Such a discharge more commonly takes place when the urine has had
a sediment from the first, or soon after the commencement.
Part 70
When in fevers the urine is turbid, like that of a beast of burden,
in such a case there either is or will be headache.
Part 71
In cases which come to a crisis on the seventh day, the urine
has a red nubecula on the fourth day, and the other symptoms accordingly.
Part 72
When the urine is transparent and white, it is bad; it appears
principally in cases of phrenitis.
Part 73
When the hypochondriac region is affected with meteorism and borborygmi,
should pain of the loins supervene, the bowels get into a loose and
watery state, unless there be an eruption of flatus or a copious evacuation
of urine. These things occur in fevers.
Part 74
When there is reason to expect that an abscess will form in joints,
the abscess is carried off by a copious discharge of urine, which
is thick, and becomes white, like what begins to form in certain cases
of quartan fever, attended with a sense of lassitude. It is also speedily
carried off by a hemorrhage from the nose.
Part 75
Blood or pus in the urine indicates ulceration either of the kidneys
or of the bladder.

## [Source data]
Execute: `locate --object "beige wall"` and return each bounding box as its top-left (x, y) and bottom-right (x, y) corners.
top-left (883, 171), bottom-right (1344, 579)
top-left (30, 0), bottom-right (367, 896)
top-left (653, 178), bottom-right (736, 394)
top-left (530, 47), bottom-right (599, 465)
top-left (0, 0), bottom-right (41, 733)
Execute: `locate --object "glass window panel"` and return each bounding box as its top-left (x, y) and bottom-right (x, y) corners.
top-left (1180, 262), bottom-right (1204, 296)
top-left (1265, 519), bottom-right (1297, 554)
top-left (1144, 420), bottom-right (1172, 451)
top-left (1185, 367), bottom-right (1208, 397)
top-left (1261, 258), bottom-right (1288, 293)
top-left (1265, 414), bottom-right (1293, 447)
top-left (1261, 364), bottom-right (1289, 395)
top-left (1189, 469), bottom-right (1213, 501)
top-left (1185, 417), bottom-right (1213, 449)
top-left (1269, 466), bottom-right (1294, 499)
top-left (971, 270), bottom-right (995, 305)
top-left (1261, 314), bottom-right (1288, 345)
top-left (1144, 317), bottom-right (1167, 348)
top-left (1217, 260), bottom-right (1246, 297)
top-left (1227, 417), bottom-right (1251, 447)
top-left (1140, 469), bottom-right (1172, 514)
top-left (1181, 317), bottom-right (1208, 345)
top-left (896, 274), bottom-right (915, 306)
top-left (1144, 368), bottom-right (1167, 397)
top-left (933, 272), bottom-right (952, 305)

## [Activity 1]
According to the passage on urine and fevers, what does blood or pus in the urine indicate?
## [Activity 2]
Reproduce the passage on urine and fevers word for word between "Such a discharge" and "cases of phrenitis.", inclusive.

## [Exercise result 1]
It indicates ulceration of either the kidneys or the bladder.

## [Exercise result 2]
Such a discharge more commonly takes place when the urine has had
a sediment from the first, or soon after the commencement.
Part 70
When in fevers the urine is turbid, like that of a beast of burden,
in such a case there either is or will be headache.
Part 71
In cases which come to a crisis on the seventh day, the urine
has a red nubecula on the fourth day, and the other symptoms accordingly.
Part 72
When the urine is transparent and white, it is bad; it appears
principally in cases of phrenitis.